----- RECORD EXTRACTS -----

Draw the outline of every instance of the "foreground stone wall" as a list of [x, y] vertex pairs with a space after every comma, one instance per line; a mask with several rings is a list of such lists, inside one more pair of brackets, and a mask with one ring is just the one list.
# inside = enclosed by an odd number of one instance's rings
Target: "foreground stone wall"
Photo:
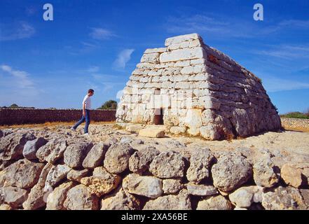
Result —
[[171, 132], [211, 140], [281, 127], [261, 80], [197, 34], [145, 50], [124, 89], [116, 120], [156, 124], [160, 113]]
[[308, 209], [309, 164], [278, 169], [267, 150], [254, 160], [241, 149], [176, 152], [179, 142], [137, 150], [143, 141], [67, 132], [0, 131], [0, 209]]
[[[0, 109], [0, 125], [76, 121], [81, 115], [81, 110]], [[114, 110], [93, 110], [90, 118], [93, 121], [114, 121], [115, 115]]]

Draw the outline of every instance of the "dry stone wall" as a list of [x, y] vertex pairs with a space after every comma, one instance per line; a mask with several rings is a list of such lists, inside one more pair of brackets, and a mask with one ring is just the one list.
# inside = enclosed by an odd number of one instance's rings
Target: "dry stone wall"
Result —
[[281, 127], [261, 80], [197, 34], [145, 50], [123, 90], [116, 121], [158, 124], [161, 114], [172, 134], [212, 140]]

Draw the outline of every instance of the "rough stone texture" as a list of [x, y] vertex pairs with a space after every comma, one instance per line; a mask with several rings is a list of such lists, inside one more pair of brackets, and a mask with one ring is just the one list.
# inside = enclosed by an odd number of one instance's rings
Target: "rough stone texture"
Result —
[[[261, 80], [198, 34], [169, 38], [165, 46], [144, 52], [124, 89], [117, 122], [152, 125], [162, 118], [167, 132], [210, 140], [281, 127]], [[144, 134], [146, 130], [140, 136], [156, 136], [153, 130]]]
[[181, 180], [178, 179], [165, 179], [163, 181], [163, 192], [165, 194], [175, 194], [184, 188]]
[[112, 174], [100, 167], [95, 169], [92, 176], [82, 178], [81, 183], [88, 187], [91, 194], [99, 197], [117, 188], [121, 180], [120, 176]]
[[212, 168], [214, 186], [224, 192], [231, 191], [252, 176], [252, 169], [245, 157], [222, 153]]
[[67, 148], [67, 142], [63, 139], [53, 139], [45, 146], [36, 151], [36, 155], [40, 162], [46, 161], [54, 164], [57, 160], [63, 158], [63, 153]]
[[28, 196], [28, 192], [26, 190], [19, 188], [4, 187], [2, 190], [4, 202], [13, 209], [21, 206]]
[[249, 208], [253, 202], [262, 202], [263, 188], [260, 186], [242, 187], [228, 195], [230, 201], [239, 208]]
[[105, 153], [109, 149], [110, 145], [104, 142], [99, 142], [95, 144], [83, 162], [83, 167], [88, 169], [95, 169], [97, 167], [103, 164], [103, 160]]
[[210, 167], [214, 157], [208, 148], [198, 148], [191, 152], [190, 167], [186, 172], [189, 181], [200, 183], [210, 176]]
[[186, 186], [188, 193], [196, 196], [211, 196], [218, 194], [218, 190], [212, 186], [194, 184], [189, 183]]
[[80, 184], [69, 190], [64, 206], [67, 210], [97, 210], [99, 200], [86, 186]]
[[101, 210], [139, 210], [140, 201], [122, 188], [101, 200]]
[[46, 210], [64, 210], [63, 204], [67, 194], [74, 185], [73, 182], [67, 182], [56, 188], [47, 197]]
[[67, 174], [67, 178], [72, 181], [76, 181], [81, 183], [81, 179], [83, 177], [86, 176], [89, 174], [89, 170], [84, 169], [82, 170], [71, 169]]
[[231, 210], [232, 204], [222, 195], [210, 196], [198, 202], [196, 210]]
[[53, 166], [47, 174], [46, 185], [55, 187], [60, 181], [67, 177], [71, 168], [66, 164]]
[[156, 198], [160, 196], [162, 180], [155, 176], [139, 176], [135, 174], [128, 175], [123, 181], [123, 188], [131, 194]]
[[268, 155], [259, 158], [254, 162], [253, 178], [256, 185], [271, 188], [279, 182], [274, 167], [275, 164]]
[[149, 169], [150, 163], [159, 154], [160, 151], [153, 146], [148, 146], [134, 153], [129, 160], [130, 170], [142, 174]]
[[32, 133], [18, 132], [0, 139], [0, 160], [17, 160], [22, 156], [22, 150], [27, 141], [35, 139]]
[[35, 160], [36, 159], [36, 151], [41, 146], [46, 144], [48, 141], [44, 138], [39, 137], [34, 140], [28, 141], [24, 146], [22, 155], [26, 159]]
[[301, 172], [295, 165], [284, 164], [281, 168], [281, 177], [284, 182], [294, 188], [299, 188], [303, 182]]
[[116, 144], [105, 154], [104, 167], [112, 174], [121, 174], [129, 167], [129, 159], [134, 153], [128, 144]]
[[159, 178], [181, 178], [184, 176], [184, 158], [180, 153], [167, 151], [154, 158], [149, 171]]
[[65, 164], [71, 168], [81, 167], [92, 146], [84, 142], [69, 145], [64, 153]]
[[191, 210], [191, 202], [186, 190], [177, 195], [159, 197], [147, 202], [143, 210]]
[[141, 130], [139, 132], [139, 136], [148, 138], [163, 138], [165, 132], [156, 127], [146, 127]]
[[18, 160], [3, 171], [4, 186], [28, 189], [39, 180], [43, 164], [30, 162], [26, 159]]

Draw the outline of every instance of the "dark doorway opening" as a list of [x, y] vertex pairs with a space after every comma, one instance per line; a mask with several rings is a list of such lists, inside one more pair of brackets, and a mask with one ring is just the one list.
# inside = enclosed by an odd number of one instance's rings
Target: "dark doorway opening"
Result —
[[155, 110], [155, 115], [153, 118], [153, 124], [156, 125], [164, 125], [163, 121], [163, 108]]

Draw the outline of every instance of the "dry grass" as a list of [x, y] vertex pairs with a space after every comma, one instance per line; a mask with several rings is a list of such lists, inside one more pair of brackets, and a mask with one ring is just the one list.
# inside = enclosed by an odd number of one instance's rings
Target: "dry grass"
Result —
[[[43, 124], [26, 124], [26, 125], [0, 125], [0, 129], [6, 128], [40, 128], [40, 127], [50, 127], [58, 125], [73, 126], [75, 122], [48, 122]], [[115, 124], [115, 121], [100, 121], [100, 122], [91, 122], [91, 125], [107, 125], [107, 124]]]

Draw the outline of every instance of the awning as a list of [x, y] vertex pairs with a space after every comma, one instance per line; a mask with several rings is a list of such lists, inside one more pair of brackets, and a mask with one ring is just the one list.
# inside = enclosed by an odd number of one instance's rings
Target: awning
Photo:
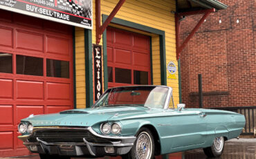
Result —
[[183, 12], [215, 8], [225, 10], [228, 6], [216, 0], [177, 0], [177, 12]]

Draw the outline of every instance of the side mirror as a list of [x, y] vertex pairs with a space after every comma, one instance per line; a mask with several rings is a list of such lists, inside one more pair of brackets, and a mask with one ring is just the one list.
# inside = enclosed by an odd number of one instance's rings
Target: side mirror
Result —
[[178, 111], [181, 111], [183, 109], [184, 109], [185, 106], [185, 104], [178, 104], [177, 107], [178, 107]]

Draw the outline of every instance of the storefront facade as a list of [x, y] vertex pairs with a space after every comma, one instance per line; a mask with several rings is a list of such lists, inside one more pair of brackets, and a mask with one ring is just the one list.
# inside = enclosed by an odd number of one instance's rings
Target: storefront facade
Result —
[[[49, 1], [57, 6], [60, 3]], [[67, 0], [69, 4], [73, 1]], [[178, 8], [189, 6], [180, 1], [125, 1], [100, 34], [96, 46], [100, 53], [94, 47], [98, 38], [96, 0], [91, 1], [92, 12], [86, 13], [92, 17], [91, 27], [0, 8], [0, 157], [29, 154], [17, 138], [21, 119], [90, 107], [107, 88], [167, 85], [173, 88], [174, 104], [179, 104], [175, 13]], [[100, 1], [101, 24], [118, 3]]]

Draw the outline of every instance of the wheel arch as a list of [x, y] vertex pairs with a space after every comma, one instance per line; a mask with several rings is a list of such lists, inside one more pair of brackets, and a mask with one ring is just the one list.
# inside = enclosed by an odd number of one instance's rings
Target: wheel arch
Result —
[[157, 131], [156, 129], [152, 124], [144, 124], [140, 128], [147, 128], [148, 129], [153, 135], [154, 137], [154, 143], [155, 144], [155, 152], [154, 154], [156, 156], [160, 155], [161, 152], [161, 143], [160, 143], [160, 138], [159, 138], [159, 134], [158, 132]]

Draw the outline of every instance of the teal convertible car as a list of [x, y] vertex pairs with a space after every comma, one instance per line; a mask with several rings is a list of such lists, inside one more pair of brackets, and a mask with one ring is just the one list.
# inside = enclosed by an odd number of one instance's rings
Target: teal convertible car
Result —
[[30, 115], [21, 120], [19, 138], [41, 158], [151, 159], [199, 148], [217, 157], [244, 125], [244, 116], [233, 112], [174, 109], [170, 87], [124, 86], [108, 89], [91, 108]]

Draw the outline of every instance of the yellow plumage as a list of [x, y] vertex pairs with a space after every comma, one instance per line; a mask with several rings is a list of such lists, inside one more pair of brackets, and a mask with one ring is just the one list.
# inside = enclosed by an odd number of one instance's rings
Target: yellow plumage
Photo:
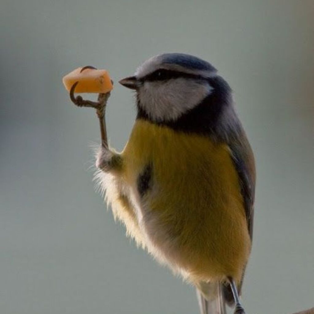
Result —
[[[139, 119], [120, 156], [119, 169], [100, 176], [128, 233], [196, 284], [239, 282], [251, 243], [228, 145]], [[152, 185], [141, 197], [148, 165]]]

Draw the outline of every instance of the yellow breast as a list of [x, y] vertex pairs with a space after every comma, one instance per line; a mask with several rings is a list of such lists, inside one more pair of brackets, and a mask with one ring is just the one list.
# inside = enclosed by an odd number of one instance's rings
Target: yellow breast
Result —
[[139, 120], [122, 154], [134, 190], [152, 165], [152, 185], [139, 202], [156, 258], [179, 265], [193, 281], [239, 280], [251, 244], [228, 146]]

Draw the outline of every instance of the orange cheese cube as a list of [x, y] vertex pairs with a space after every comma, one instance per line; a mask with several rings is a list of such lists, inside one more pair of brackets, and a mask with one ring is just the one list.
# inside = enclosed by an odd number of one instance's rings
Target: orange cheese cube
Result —
[[[83, 71], [82, 71], [83, 69]], [[81, 72], [81, 71], [82, 72]], [[75, 93], [105, 94], [113, 88], [109, 74], [105, 70], [78, 68], [64, 76], [62, 81], [68, 91], [76, 82], [78, 82]]]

-----

* CHALLENGE
Output exactly the lines from the one containing "Draw the outline of every instance of the orange" through the last line of the entries, both ends included.

* RESPONSE TO THE EXERCISE
Draw the outline of every instance of the orange cheese cube as a list of [x, y] vertex pairs with a space after every comma, one instance per line; a mask with several rings is a list of such lists, inside one more pair of brackets, and a mask with one ring is just the one list.
# inside = enclosed by an odd number of one instance's rings
Target: orange cheese cube
Result —
[[[83, 71], [82, 71], [83, 69]], [[81, 72], [81, 71], [82, 72]], [[75, 93], [105, 94], [113, 88], [109, 74], [105, 70], [78, 68], [64, 76], [62, 81], [68, 91], [76, 82], [78, 82]]]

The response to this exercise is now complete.